Problem details
From the records below, copy out exactly the lines from the one containing "x=82, y=504" to the one containing "Exercise. Indicate the dog's front", both included. Add nothing else.

Content starts

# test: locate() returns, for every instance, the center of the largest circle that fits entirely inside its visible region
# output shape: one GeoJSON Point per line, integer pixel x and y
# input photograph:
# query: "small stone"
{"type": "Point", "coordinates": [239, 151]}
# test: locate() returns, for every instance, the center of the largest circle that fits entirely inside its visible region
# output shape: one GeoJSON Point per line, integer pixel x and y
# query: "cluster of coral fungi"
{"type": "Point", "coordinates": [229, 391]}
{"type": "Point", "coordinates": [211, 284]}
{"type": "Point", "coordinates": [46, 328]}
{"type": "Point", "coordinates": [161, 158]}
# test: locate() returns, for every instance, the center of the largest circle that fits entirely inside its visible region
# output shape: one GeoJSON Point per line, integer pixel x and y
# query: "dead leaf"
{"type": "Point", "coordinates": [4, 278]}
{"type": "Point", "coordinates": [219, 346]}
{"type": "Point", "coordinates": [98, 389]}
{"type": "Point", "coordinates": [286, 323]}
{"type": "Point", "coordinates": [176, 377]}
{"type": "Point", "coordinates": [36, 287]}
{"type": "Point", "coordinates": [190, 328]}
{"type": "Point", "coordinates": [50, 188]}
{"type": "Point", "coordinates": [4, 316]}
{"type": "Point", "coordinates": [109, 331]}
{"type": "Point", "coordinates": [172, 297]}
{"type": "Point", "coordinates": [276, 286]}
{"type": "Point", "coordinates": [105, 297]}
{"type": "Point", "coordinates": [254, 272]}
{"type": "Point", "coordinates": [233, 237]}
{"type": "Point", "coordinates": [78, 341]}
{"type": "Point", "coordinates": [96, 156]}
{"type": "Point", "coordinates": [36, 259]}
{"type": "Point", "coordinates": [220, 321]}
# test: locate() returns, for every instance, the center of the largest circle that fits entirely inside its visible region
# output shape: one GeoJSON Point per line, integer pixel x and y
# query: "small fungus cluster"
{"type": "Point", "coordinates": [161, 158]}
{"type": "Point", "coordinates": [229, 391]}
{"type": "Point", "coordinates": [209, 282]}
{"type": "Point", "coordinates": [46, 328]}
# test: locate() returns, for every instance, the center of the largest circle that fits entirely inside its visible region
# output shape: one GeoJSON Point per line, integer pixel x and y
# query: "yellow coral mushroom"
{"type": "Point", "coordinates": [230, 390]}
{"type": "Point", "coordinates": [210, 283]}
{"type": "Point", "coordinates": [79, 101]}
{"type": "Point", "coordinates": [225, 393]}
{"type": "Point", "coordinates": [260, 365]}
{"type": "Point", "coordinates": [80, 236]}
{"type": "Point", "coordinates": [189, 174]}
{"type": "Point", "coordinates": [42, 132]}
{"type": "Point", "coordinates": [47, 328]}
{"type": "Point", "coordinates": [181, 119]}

Content ends
Content starts

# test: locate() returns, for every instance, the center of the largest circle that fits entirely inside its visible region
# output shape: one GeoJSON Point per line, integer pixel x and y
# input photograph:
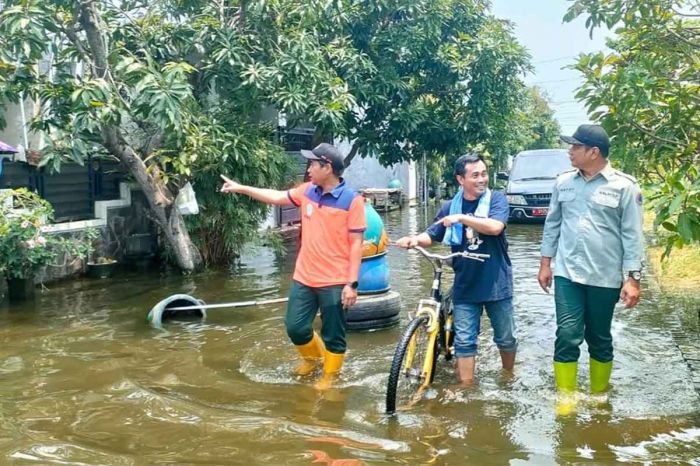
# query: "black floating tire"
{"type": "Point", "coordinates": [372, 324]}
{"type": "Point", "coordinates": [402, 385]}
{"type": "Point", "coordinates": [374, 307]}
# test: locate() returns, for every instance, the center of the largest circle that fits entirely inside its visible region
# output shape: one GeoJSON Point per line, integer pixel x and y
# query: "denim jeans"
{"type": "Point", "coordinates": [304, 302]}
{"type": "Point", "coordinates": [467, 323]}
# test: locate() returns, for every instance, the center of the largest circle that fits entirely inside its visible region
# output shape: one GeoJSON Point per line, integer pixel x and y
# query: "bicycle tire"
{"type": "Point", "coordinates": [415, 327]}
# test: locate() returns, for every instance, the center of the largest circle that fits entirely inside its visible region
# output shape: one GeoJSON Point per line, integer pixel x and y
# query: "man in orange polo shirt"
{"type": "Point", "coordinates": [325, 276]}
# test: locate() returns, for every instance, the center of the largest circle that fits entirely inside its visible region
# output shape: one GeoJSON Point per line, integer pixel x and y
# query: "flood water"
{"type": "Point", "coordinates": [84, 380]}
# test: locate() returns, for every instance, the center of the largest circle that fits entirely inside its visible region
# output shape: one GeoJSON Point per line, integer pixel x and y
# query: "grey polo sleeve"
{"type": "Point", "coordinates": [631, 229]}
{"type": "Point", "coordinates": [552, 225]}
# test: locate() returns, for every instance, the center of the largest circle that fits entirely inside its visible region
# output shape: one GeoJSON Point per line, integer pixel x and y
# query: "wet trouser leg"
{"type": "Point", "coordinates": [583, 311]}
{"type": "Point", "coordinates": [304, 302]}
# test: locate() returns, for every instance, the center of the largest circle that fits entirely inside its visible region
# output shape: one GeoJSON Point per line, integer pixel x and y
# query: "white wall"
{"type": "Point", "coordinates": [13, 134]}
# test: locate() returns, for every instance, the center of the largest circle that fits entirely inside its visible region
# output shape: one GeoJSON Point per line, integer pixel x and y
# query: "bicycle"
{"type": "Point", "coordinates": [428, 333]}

Content ends
Content starts

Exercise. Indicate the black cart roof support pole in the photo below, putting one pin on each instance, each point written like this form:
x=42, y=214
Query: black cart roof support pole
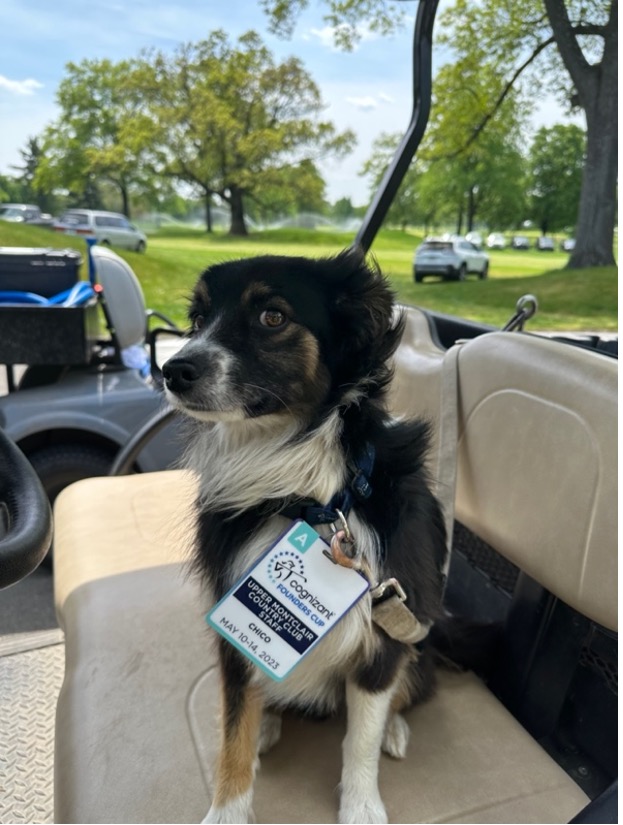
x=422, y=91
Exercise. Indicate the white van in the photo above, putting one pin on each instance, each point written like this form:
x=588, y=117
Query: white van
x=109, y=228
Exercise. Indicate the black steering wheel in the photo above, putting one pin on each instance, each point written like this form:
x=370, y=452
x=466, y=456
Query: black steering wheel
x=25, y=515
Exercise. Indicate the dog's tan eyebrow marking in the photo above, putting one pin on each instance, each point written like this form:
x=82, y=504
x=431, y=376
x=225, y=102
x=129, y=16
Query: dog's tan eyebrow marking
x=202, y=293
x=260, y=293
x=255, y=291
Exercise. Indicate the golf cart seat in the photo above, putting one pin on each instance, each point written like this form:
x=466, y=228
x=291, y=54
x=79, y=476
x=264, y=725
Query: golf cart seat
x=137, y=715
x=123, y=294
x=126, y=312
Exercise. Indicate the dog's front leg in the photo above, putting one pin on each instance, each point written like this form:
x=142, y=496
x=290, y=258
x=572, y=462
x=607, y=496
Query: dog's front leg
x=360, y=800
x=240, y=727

Content ends

Output of the exercise
x=82, y=504
x=431, y=376
x=225, y=102
x=129, y=16
Query: dog's tan eyebrow marking
x=202, y=293
x=260, y=293
x=255, y=291
Exercise. Indicate the golf cart seat in the photo above, putting one pin on each instance, each point written like this form:
x=466, y=228
x=291, y=54
x=79, y=476
x=264, y=725
Query: golf cart seat
x=137, y=715
x=123, y=294
x=126, y=312
Exercise. Indicate the dog's front leg in the photo above, putting one pin on each instance, each point written like this form:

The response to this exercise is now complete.